> [Set exercise]
Copy the lines below character for character, starting with the very first line and stopping after the line that contains "140L73 141L96 111L61".

> [Supplied material]

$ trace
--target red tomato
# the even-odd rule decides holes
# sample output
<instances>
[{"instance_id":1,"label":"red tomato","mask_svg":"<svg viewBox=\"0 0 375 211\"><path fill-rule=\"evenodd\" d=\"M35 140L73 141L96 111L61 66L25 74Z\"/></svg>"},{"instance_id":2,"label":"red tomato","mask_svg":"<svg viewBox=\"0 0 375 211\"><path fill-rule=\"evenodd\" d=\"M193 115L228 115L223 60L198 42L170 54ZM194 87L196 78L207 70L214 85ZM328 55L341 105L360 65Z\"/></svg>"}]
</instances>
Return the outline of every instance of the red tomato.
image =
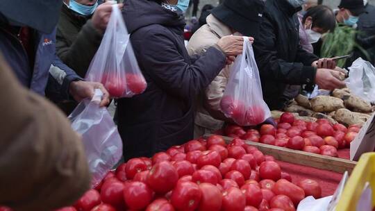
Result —
<instances>
[{"instance_id":1,"label":"red tomato","mask_svg":"<svg viewBox=\"0 0 375 211\"><path fill-rule=\"evenodd\" d=\"M263 199L262 191L259 187L249 184L245 189L242 189L242 192L246 197L246 205L258 208Z\"/></svg>"},{"instance_id":2,"label":"red tomato","mask_svg":"<svg viewBox=\"0 0 375 211\"><path fill-rule=\"evenodd\" d=\"M174 211L174 208L168 200L160 198L150 203L146 211Z\"/></svg>"},{"instance_id":3,"label":"red tomato","mask_svg":"<svg viewBox=\"0 0 375 211\"><path fill-rule=\"evenodd\" d=\"M312 196L316 199L322 198L322 187L317 181L305 179L298 183L297 185L303 189L306 196Z\"/></svg>"},{"instance_id":4,"label":"red tomato","mask_svg":"<svg viewBox=\"0 0 375 211\"><path fill-rule=\"evenodd\" d=\"M193 151L206 151L206 147L197 140L191 140L185 144L185 153L188 153Z\"/></svg>"},{"instance_id":5,"label":"red tomato","mask_svg":"<svg viewBox=\"0 0 375 211\"><path fill-rule=\"evenodd\" d=\"M249 179L251 173L251 167L247 161L244 160L237 160L233 162L231 171L238 171L242 174L245 180Z\"/></svg>"},{"instance_id":6,"label":"red tomato","mask_svg":"<svg viewBox=\"0 0 375 211\"><path fill-rule=\"evenodd\" d=\"M287 146L289 149L302 150L305 146L305 141L301 136L294 136L289 139Z\"/></svg>"},{"instance_id":7,"label":"red tomato","mask_svg":"<svg viewBox=\"0 0 375 211\"><path fill-rule=\"evenodd\" d=\"M324 145L320 146L320 154L331 157L338 157L338 150L335 146Z\"/></svg>"},{"instance_id":8,"label":"red tomato","mask_svg":"<svg viewBox=\"0 0 375 211\"><path fill-rule=\"evenodd\" d=\"M305 192L302 188L284 179L281 179L276 183L272 192L276 195L288 196L296 206L305 199Z\"/></svg>"},{"instance_id":9,"label":"red tomato","mask_svg":"<svg viewBox=\"0 0 375 211\"><path fill-rule=\"evenodd\" d=\"M216 185L219 182L215 173L208 170L198 170L192 176L192 181L199 185L203 183L211 183Z\"/></svg>"},{"instance_id":10,"label":"red tomato","mask_svg":"<svg viewBox=\"0 0 375 211\"><path fill-rule=\"evenodd\" d=\"M302 134L301 134L301 136L304 138L307 138L312 135L317 135L317 133L312 131L304 131L303 133L302 133Z\"/></svg>"},{"instance_id":11,"label":"red tomato","mask_svg":"<svg viewBox=\"0 0 375 211\"><path fill-rule=\"evenodd\" d=\"M170 161L171 156L165 152L157 153L152 156L152 164L155 164L162 161Z\"/></svg>"},{"instance_id":12,"label":"red tomato","mask_svg":"<svg viewBox=\"0 0 375 211\"><path fill-rule=\"evenodd\" d=\"M290 125L290 124L289 124L288 122L280 123L280 124L278 124L277 125L277 128L278 129L288 130L291 127L292 127L292 125ZM286 130L285 130L285 132L286 132Z\"/></svg>"},{"instance_id":13,"label":"red tomato","mask_svg":"<svg viewBox=\"0 0 375 211\"><path fill-rule=\"evenodd\" d=\"M251 174L250 174L250 177L249 178L250 180L254 180L258 182L260 180L260 176L259 176L259 173L258 171L251 170Z\"/></svg>"},{"instance_id":14,"label":"red tomato","mask_svg":"<svg viewBox=\"0 0 375 211\"><path fill-rule=\"evenodd\" d=\"M253 153L253 156L254 156L256 160L256 162L260 165L262 162L265 160L265 155L260 151L256 151Z\"/></svg>"},{"instance_id":15,"label":"red tomato","mask_svg":"<svg viewBox=\"0 0 375 211\"><path fill-rule=\"evenodd\" d=\"M308 153L320 154L320 149L315 146L305 146L303 150Z\"/></svg>"},{"instance_id":16,"label":"red tomato","mask_svg":"<svg viewBox=\"0 0 375 211\"><path fill-rule=\"evenodd\" d=\"M219 211L222 208L222 192L216 186L210 183L201 183L199 188L202 192L202 197L199 211Z\"/></svg>"},{"instance_id":17,"label":"red tomato","mask_svg":"<svg viewBox=\"0 0 375 211\"><path fill-rule=\"evenodd\" d=\"M247 141L259 142L259 137L258 136L258 135L252 133L247 133L245 135L241 136L241 138Z\"/></svg>"},{"instance_id":18,"label":"red tomato","mask_svg":"<svg viewBox=\"0 0 375 211\"><path fill-rule=\"evenodd\" d=\"M171 196L171 203L177 210L194 211L198 208L202 192L198 185L192 182L177 183Z\"/></svg>"},{"instance_id":19,"label":"red tomato","mask_svg":"<svg viewBox=\"0 0 375 211\"><path fill-rule=\"evenodd\" d=\"M311 144L312 144L312 146L320 147L326 144L324 140L317 135L312 135L308 137L310 141L311 142Z\"/></svg>"},{"instance_id":20,"label":"red tomato","mask_svg":"<svg viewBox=\"0 0 375 211\"><path fill-rule=\"evenodd\" d=\"M226 148L222 145L211 145L211 146L208 148L208 150L217 152L222 157L222 160L224 160L225 159L226 159L226 158L228 158L228 150L226 149Z\"/></svg>"},{"instance_id":21,"label":"red tomato","mask_svg":"<svg viewBox=\"0 0 375 211\"><path fill-rule=\"evenodd\" d=\"M280 147L285 147L288 144L289 138L278 138L275 140L275 146Z\"/></svg>"},{"instance_id":22,"label":"red tomato","mask_svg":"<svg viewBox=\"0 0 375 211\"><path fill-rule=\"evenodd\" d=\"M220 174L222 174L222 176L225 175L230 170L231 170L231 167L228 167L226 164L226 163L225 162L220 163L220 165L219 166L219 171L220 171Z\"/></svg>"},{"instance_id":23,"label":"red tomato","mask_svg":"<svg viewBox=\"0 0 375 211\"><path fill-rule=\"evenodd\" d=\"M179 178L185 175L192 175L195 171L192 163L188 160L176 161L173 166L177 171Z\"/></svg>"},{"instance_id":24,"label":"red tomato","mask_svg":"<svg viewBox=\"0 0 375 211\"><path fill-rule=\"evenodd\" d=\"M196 164L198 160L198 158L201 156L202 152L201 151L192 151L186 153L186 160L192 164Z\"/></svg>"},{"instance_id":25,"label":"red tomato","mask_svg":"<svg viewBox=\"0 0 375 211\"><path fill-rule=\"evenodd\" d=\"M126 85L135 94L141 94L147 87L143 76L137 74L126 74Z\"/></svg>"},{"instance_id":26,"label":"red tomato","mask_svg":"<svg viewBox=\"0 0 375 211\"><path fill-rule=\"evenodd\" d=\"M162 163L160 162L160 163ZM151 170L152 171L152 170ZM153 192L147 185L133 181L124 189L124 199L127 207L131 210L142 210L152 201Z\"/></svg>"},{"instance_id":27,"label":"red tomato","mask_svg":"<svg viewBox=\"0 0 375 211\"><path fill-rule=\"evenodd\" d=\"M91 189L88 190L83 196L76 201L74 208L78 211L88 211L101 203L101 201L99 192L96 189Z\"/></svg>"},{"instance_id":28,"label":"red tomato","mask_svg":"<svg viewBox=\"0 0 375 211\"><path fill-rule=\"evenodd\" d=\"M172 161L180 161L186 160L186 154L184 153L178 153L172 157Z\"/></svg>"},{"instance_id":29,"label":"red tomato","mask_svg":"<svg viewBox=\"0 0 375 211\"><path fill-rule=\"evenodd\" d=\"M259 182L259 185L260 185L260 188L262 189L267 189L269 190L272 190L272 188L275 185L276 183L275 181L272 180L262 180L260 182Z\"/></svg>"},{"instance_id":30,"label":"red tomato","mask_svg":"<svg viewBox=\"0 0 375 211\"><path fill-rule=\"evenodd\" d=\"M251 169L255 169L258 165L254 156L251 154L242 155L241 157L240 157L240 159L247 161L247 162L250 164L250 167L251 167Z\"/></svg>"},{"instance_id":31,"label":"red tomato","mask_svg":"<svg viewBox=\"0 0 375 211\"><path fill-rule=\"evenodd\" d=\"M238 171L231 171L225 175L225 178L231 179L238 185L238 187L242 186L244 183L244 178L242 174Z\"/></svg>"},{"instance_id":32,"label":"red tomato","mask_svg":"<svg viewBox=\"0 0 375 211\"><path fill-rule=\"evenodd\" d=\"M231 179L223 179L219 183L219 184L220 184L220 185L222 185L222 187L223 187L223 189L224 189L224 190L228 189L229 187L237 187L237 188L239 187L237 183L235 182L233 180L231 180Z\"/></svg>"},{"instance_id":33,"label":"red tomato","mask_svg":"<svg viewBox=\"0 0 375 211\"><path fill-rule=\"evenodd\" d=\"M216 175L216 177L217 177L217 182L220 181L223 177L222 176L222 173L220 171L215 167L212 165L206 165L201 168L201 170L208 170L211 171Z\"/></svg>"},{"instance_id":34,"label":"red tomato","mask_svg":"<svg viewBox=\"0 0 375 211\"><path fill-rule=\"evenodd\" d=\"M335 148L338 148L338 142L336 139L332 136L327 136L324 138L324 142L326 142L326 145L331 145Z\"/></svg>"},{"instance_id":35,"label":"red tomato","mask_svg":"<svg viewBox=\"0 0 375 211\"><path fill-rule=\"evenodd\" d=\"M212 145L215 145L215 144L217 144L217 145L221 145L222 146L226 146L226 144L225 143L225 140L224 140L224 138L220 136L220 135L212 135L211 136L210 136L208 139L207 139L207 147L210 147Z\"/></svg>"},{"instance_id":36,"label":"red tomato","mask_svg":"<svg viewBox=\"0 0 375 211\"><path fill-rule=\"evenodd\" d=\"M289 137L293 137L294 136L299 136L299 135L301 135L301 130L290 128L290 129L288 130L288 131L286 133L286 135Z\"/></svg>"},{"instance_id":37,"label":"red tomato","mask_svg":"<svg viewBox=\"0 0 375 211\"><path fill-rule=\"evenodd\" d=\"M147 170L147 165L143 160L140 158L132 158L128 161L125 172L128 179L132 180L135 174L146 170Z\"/></svg>"},{"instance_id":38,"label":"red tomato","mask_svg":"<svg viewBox=\"0 0 375 211\"><path fill-rule=\"evenodd\" d=\"M258 208L259 211L268 211L268 210L269 210L269 204L268 203L268 201L265 199L262 200Z\"/></svg>"},{"instance_id":39,"label":"red tomato","mask_svg":"<svg viewBox=\"0 0 375 211\"><path fill-rule=\"evenodd\" d=\"M317 134L321 137L332 136L335 130L329 124L319 124L317 127Z\"/></svg>"},{"instance_id":40,"label":"red tomato","mask_svg":"<svg viewBox=\"0 0 375 211\"><path fill-rule=\"evenodd\" d=\"M243 211L246 206L246 198L237 187L230 187L223 192L222 210Z\"/></svg>"},{"instance_id":41,"label":"red tomato","mask_svg":"<svg viewBox=\"0 0 375 211\"><path fill-rule=\"evenodd\" d=\"M203 151L197 160L198 168L201 168L203 166L208 164L219 167L221 162L222 157L220 156L220 154L215 151Z\"/></svg>"},{"instance_id":42,"label":"red tomato","mask_svg":"<svg viewBox=\"0 0 375 211\"><path fill-rule=\"evenodd\" d=\"M259 167L259 176L262 179L277 181L281 178L281 169L276 162L265 161Z\"/></svg>"},{"instance_id":43,"label":"red tomato","mask_svg":"<svg viewBox=\"0 0 375 211\"><path fill-rule=\"evenodd\" d=\"M306 124L306 130L308 131L312 131L315 132L317 130L317 127L318 126L319 124L316 122L312 122L309 121Z\"/></svg>"},{"instance_id":44,"label":"red tomato","mask_svg":"<svg viewBox=\"0 0 375 211\"><path fill-rule=\"evenodd\" d=\"M91 211L116 211L116 209L110 205L102 203L92 208Z\"/></svg>"},{"instance_id":45,"label":"red tomato","mask_svg":"<svg viewBox=\"0 0 375 211\"><path fill-rule=\"evenodd\" d=\"M167 161L156 163L150 170L147 177L147 185L156 193L166 193L172 189L177 180L178 174Z\"/></svg>"},{"instance_id":46,"label":"red tomato","mask_svg":"<svg viewBox=\"0 0 375 211\"><path fill-rule=\"evenodd\" d=\"M272 124L264 124L260 127L260 133L262 135L271 135L275 136L276 132L276 129Z\"/></svg>"},{"instance_id":47,"label":"red tomato","mask_svg":"<svg viewBox=\"0 0 375 211\"><path fill-rule=\"evenodd\" d=\"M271 135L263 135L260 137L259 142L262 144L275 145L275 137Z\"/></svg>"},{"instance_id":48,"label":"red tomato","mask_svg":"<svg viewBox=\"0 0 375 211\"><path fill-rule=\"evenodd\" d=\"M274 196L275 196L275 194L272 191L268 189L261 189L262 191L262 196L263 196L263 199L267 200L267 201L270 201Z\"/></svg>"},{"instance_id":49,"label":"red tomato","mask_svg":"<svg viewBox=\"0 0 375 211\"><path fill-rule=\"evenodd\" d=\"M246 151L242 146L233 146L228 148L228 157L238 159L242 155L246 154Z\"/></svg>"},{"instance_id":50,"label":"red tomato","mask_svg":"<svg viewBox=\"0 0 375 211\"><path fill-rule=\"evenodd\" d=\"M290 112L284 112L281 117L280 117L280 123L289 123L293 124L294 122L294 116Z\"/></svg>"},{"instance_id":51,"label":"red tomato","mask_svg":"<svg viewBox=\"0 0 375 211\"><path fill-rule=\"evenodd\" d=\"M272 208L280 208L284 211L295 211L296 208L293 202L285 195L278 195L272 198L269 201L269 205Z\"/></svg>"},{"instance_id":52,"label":"red tomato","mask_svg":"<svg viewBox=\"0 0 375 211\"><path fill-rule=\"evenodd\" d=\"M290 183L292 183L292 176L290 176L290 174L286 173L286 172L281 172L281 178L285 179Z\"/></svg>"}]
</instances>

> [Correct answer]
$ trace
--target red tomato
# the even-odd rule decides holes
# sample output
<instances>
[{"instance_id":1,"label":"red tomato","mask_svg":"<svg viewBox=\"0 0 375 211\"><path fill-rule=\"evenodd\" d=\"M35 140L73 141L96 111L61 66L25 74Z\"/></svg>"},{"instance_id":2,"label":"red tomato","mask_svg":"<svg viewBox=\"0 0 375 211\"><path fill-rule=\"evenodd\" d=\"M193 115L228 115L223 60L198 42L170 54ZM194 87L196 78L207 70L214 85ZM328 55L341 105L360 65Z\"/></svg>"}]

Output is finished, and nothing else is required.